*Task input*.
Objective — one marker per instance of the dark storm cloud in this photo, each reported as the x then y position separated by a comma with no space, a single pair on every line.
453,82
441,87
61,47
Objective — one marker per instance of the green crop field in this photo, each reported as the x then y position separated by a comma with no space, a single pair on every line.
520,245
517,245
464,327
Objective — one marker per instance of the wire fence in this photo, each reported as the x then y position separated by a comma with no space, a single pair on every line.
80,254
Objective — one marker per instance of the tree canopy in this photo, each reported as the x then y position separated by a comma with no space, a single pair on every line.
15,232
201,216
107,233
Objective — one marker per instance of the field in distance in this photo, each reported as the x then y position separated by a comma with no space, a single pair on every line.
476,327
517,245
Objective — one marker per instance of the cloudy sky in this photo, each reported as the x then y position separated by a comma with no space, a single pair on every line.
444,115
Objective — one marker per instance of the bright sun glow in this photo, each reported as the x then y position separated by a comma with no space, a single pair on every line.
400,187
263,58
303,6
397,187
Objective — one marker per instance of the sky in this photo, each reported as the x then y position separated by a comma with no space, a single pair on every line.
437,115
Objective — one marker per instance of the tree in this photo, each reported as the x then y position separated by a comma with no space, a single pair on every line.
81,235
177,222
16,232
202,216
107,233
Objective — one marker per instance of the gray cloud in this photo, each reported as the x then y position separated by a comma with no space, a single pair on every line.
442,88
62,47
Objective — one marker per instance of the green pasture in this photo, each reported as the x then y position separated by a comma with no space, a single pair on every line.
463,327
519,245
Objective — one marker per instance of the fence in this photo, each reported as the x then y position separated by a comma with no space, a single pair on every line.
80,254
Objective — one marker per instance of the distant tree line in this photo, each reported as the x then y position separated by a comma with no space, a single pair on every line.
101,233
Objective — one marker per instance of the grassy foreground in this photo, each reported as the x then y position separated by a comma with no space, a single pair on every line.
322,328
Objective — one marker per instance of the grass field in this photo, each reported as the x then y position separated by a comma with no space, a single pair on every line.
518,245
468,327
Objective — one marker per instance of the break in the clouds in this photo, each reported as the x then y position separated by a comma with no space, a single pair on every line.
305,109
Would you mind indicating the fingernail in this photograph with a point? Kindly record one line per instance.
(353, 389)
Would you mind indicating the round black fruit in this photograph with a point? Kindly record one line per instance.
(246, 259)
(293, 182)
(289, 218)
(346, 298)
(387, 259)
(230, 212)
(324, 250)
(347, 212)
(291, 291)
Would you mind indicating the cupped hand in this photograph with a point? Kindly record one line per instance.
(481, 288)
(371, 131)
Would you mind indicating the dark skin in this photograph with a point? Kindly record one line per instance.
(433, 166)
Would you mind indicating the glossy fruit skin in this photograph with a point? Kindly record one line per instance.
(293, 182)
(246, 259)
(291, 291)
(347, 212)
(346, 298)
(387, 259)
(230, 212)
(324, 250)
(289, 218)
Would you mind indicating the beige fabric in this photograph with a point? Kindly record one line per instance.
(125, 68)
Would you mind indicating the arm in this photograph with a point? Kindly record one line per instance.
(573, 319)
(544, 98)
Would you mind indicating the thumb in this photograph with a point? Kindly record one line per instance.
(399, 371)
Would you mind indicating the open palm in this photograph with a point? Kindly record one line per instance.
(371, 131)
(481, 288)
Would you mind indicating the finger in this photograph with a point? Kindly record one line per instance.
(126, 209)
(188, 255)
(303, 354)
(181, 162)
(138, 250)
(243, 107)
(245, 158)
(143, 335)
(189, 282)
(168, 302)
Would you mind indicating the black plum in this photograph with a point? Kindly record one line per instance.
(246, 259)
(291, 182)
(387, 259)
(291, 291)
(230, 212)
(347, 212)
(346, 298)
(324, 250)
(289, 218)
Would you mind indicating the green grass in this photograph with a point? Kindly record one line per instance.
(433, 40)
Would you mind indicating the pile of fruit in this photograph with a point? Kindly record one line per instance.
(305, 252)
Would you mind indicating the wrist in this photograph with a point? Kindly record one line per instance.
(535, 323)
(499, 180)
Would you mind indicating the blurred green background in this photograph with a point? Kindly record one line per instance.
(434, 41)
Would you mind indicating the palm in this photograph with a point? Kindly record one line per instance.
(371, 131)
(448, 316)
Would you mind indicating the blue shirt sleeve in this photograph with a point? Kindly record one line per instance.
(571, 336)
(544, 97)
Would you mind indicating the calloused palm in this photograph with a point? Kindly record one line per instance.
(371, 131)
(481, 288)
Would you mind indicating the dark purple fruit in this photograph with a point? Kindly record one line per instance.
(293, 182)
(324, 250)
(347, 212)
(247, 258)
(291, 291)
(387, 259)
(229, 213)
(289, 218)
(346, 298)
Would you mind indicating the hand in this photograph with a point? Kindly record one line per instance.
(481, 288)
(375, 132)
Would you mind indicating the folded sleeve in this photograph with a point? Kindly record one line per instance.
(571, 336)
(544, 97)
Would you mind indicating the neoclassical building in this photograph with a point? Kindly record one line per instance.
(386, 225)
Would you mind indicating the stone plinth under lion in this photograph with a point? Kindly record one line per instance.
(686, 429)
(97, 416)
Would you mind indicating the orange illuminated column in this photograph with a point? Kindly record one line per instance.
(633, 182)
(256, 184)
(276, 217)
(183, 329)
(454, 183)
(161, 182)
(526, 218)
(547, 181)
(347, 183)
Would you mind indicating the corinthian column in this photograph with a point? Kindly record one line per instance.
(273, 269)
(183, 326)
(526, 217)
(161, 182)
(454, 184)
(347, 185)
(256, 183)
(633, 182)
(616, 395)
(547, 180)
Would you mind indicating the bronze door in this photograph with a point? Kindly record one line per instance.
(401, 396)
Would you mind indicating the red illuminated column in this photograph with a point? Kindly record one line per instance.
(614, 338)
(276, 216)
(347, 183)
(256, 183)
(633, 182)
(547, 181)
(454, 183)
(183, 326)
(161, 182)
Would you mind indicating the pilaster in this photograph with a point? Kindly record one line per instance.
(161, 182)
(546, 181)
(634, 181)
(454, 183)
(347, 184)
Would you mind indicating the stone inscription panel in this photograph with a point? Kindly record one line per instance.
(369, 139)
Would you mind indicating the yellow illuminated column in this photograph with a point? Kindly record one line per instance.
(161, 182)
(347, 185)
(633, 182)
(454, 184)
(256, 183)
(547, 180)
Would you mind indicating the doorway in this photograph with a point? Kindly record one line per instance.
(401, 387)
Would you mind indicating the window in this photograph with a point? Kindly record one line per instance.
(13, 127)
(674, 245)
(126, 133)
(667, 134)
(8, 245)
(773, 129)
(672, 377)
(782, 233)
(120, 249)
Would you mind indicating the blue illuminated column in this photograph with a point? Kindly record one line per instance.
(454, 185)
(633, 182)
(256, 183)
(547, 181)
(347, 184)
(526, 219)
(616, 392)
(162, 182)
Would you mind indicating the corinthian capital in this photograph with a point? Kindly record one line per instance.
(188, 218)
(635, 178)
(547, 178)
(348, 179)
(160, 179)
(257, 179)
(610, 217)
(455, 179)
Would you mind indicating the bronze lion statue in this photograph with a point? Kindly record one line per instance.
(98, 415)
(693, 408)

*Aim*.
Retype the whole listing, matching it exactly.

*Solution for this problem*.
Objective — one marker per instance of the dark storm cloud in this photo, each reported as the x then y position separated by a comma with no space, a single pair on every line.
453,82
441,87
61,47
Objective — one marker per instance of the green crop field in this photo, each reported as the x then y position separated by a comma with no space, a single pair on every line.
520,245
517,245
464,327
Objective — one marker per instance of the wire fence in this photo, each reported as the x then y position separated by a comma with no space, a single pair on every line.
80,254
Objective — one marker per instance of the tree canopy in this photo, each reported as the x then y position separated by a comma with no space, a single pair on every line.
15,232
201,216
107,233
Objective — one marker per instance of the field in distance in this photo, each reported as the x then y position separated by a comma with no space, a single pair on every line.
476,327
517,245
Objective — one marker per instance of the cloudy sky in this photo, each reported as the x then y position separated by a comma with no space, a single pair on every line.
444,115
Objective — one marker per instance of the bright sun glow in this photo, each reported as the x then y position separated by a comma with no space, a single pair on every line.
400,187
263,58
303,6
397,187
Objective — one marker per instance of the sky in this photo, each reported as the x then y position separated by a comma with no space, a single pair on every line.
437,115
Objective — one marker per instance of the tree in this photo, each reported as the x then y position separated by a comma with no space, a single pair on every line.
81,235
177,222
16,232
202,216
107,233
Objective — one marker per instance of the gray cloud in this photo, each reported as the x then y position separated by a comma with no space, a single pair on every line.
442,88
62,47
Objective — one marker per instance of the green pasture in this photo, each reported as the x then y position separated by a comma with no space, a single pair on every line.
463,327
519,245
Objective — one marker per instance of the fence in this photo, each reported as the x then y position separated by a comma with no space, a single pair on every line.
80,254
Objective — one marker per instance of the distant tree line in this photo, each reported as the x then y position separated by a comma with no space, a single pair on every line.
101,233
Objective — one marker per instance of the grassy foreground in this photo, each reported as the x then y position separated by a comma with no space, a single pair on every line.
322,328
Objective — one marker per instance of the grass field in this photo, each reported as the x then y position separated by a comma with no space, a single pair on every line.
518,245
468,327
Objective — one marker per instance of the break in the clouds in this photo, each reported as the x then y position separated by a comma with no space, a single pair on every line.
305,109
Would you mind indicating the fingernail in this photograph with a point? Kindly record one line per instance.
(353, 389)
Would you mind indicating the round black fruit in this photograph with a point? Kindly record one line per instance.
(246, 259)
(293, 182)
(289, 218)
(346, 298)
(387, 259)
(230, 212)
(324, 250)
(347, 212)
(291, 291)
Would you mind indicating the cupped hand in this photograph with a point? Kindly record one line per instance.
(481, 288)
(371, 131)
Would you mind indicating the dark skin in this photograph with a point? Kindly record one line per instance.
(433, 166)
Would you mind indicating the glossy fruit skin in this photograph with a point? Kindly record one line per instance.
(293, 182)
(246, 259)
(291, 291)
(347, 212)
(346, 298)
(387, 259)
(230, 212)
(324, 250)
(289, 218)
Would you mind indicating the beige fabric in this photograph with a point? Kindly record one line per instance.
(125, 68)
Would you mind indicating the arm in this photograph with a point? Kindly record one line per instance.
(573, 319)
(544, 98)
Would you mind indicating the thumb in this photograph with a point? Kindly record one line per instance.
(399, 371)
Would you mind indicating the open palm in this photograph with a point? Kindly record one line per instance.
(371, 131)
(481, 288)
Would you mind indicating the finger in this photograph with a point? Kindly record one line per instance.
(126, 209)
(188, 255)
(303, 354)
(181, 162)
(138, 250)
(243, 107)
(245, 158)
(143, 335)
(189, 282)
(168, 302)
Would you mind indicating the black plum in this photograph with a point? Kindly record one line per instance.
(246, 259)
(291, 182)
(387, 259)
(291, 291)
(230, 212)
(347, 212)
(346, 298)
(324, 250)
(289, 218)
Would you mind indicating the green grass in this photograph with a point? Kindly record one line per instance.
(433, 40)
Would you mind indicating the pile of fruit in this photograph with a point? Kindly record one line per instance.
(305, 252)
Would you mind indicating the wrist in this photograph with a point? Kindly record one line per instance.
(535, 323)
(499, 180)
Would you mind indicating the blurred green background in this photograph with a point? Kindly record one line per instance.
(434, 41)
Would you mind indicating the palm in this photograph with a point? Kindly record one line per instance.
(371, 131)
(448, 316)
Would you mind indicating the blue shirt sleeve in this photograph with a point? Kindly record one line per instance.
(571, 336)
(544, 97)
Would you mind indicating the calloused palm in this photograph with a point? Kindly record one line per instance.
(371, 131)
(481, 288)
Would you mind indicating the dark purple fruit in this photograph with a point? Kindly record one line per instance.
(293, 182)
(324, 250)
(347, 212)
(247, 258)
(291, 291)
(387, 259)
(229, 213)
(289, 218)
(346, 298)
Would you mind indicating the hand in this photograph with a point? Kindly record one line per instance.
(481, 288)
(375, 132)
Would you mind indicating the folded sleeve in this photograph with a point? Kindly record one line per instance.
(571, 336)
(544, 97)
Would you mind indicating the neoclassical building in this photograph with a point? Kindly record one line per instance.
(386, 225)
Would you mind indicating the stone plinth under lion in this photograph with a point? Kindly record one line per instance.
(686, 429)
(97, 416)
Would you mind indicating the orange illuminated column in this photograph with a point? Kindly record one line per instance.
(633, 182)
(256, 184)
(276, 217)
(183, 329)
(454, 183)
(161, 182)
(526, 218)
(547, 181)
(347, 183)
Would you mind indicating the corinthian column in this photograph with a point? Kindly record one line per instance.
(273, 269)
(183, 326)
(526, 217)
(161, 182)
(454, 184)
(347, 185)
(256, 183)
(633, 182)
(616, 395)
(547, 180)
Would you mind indicating the bronze door in this photograph with a point? Kindly record one line per instance.
(401, 396)
Would you mind indicating the red illuminated column in this photograph with a point? Kindly record one line per instance.
(614, 338)
(276, 216)
(347, 183)
(256, 183)
(633, 182)
(547, 181)
(454, 183)
(183, 326)
(161, 182)
Would you mind indicating the pilaster in this photograph with a point? Kindly record one line per instance.
(161, 182)
(546, 181)
(634, 181)
(454, 183)
(347, 184)
Would you mind indicating the stone inscription panel in this photograph with a point? Kindly record one line per instance.
(369, 139)
Would you mind indicating the yellow illuminated column in this photograph with a point? Kindly record one line per instance.
(161, 182)
(347, 185)
(633, 182)
(454, 184)
(256, 183)
(547, 180)
Would you mind indicating the doorway in this photograph with a point? Kindly record one line per instance.
(401, 387)
Would you mind indicating the window in this photograph with a point? Kindly record one line per instance.
(13, 127)
(674, 245)
(126, 133)
(667, 134)
(8, 245)
(773, 129)
(672, 377)
(782, 233)
(120, 249)
Would you mind indicating the blue illuminated column in this photograph with a point? Kindly record one line per instance.
(454, 185)
(633, 182)
(256, 183)
(547, 181)
(347, 184)
(526, 219)
(616, 392)
(162, 182)
Would you mind indicating the corinthian capital in this photograph with a point? Kindly record one line per instance.
(188, 218)
(635, 178)
(547, 178)
(348, 179)
(160, 179)
(257, 179)
(610, 217)
(455, 179)
Would you mind indicating the bronze lion statue in this photograph with a point? Kindly record one line per instance.
(98, 415)
(693, 408)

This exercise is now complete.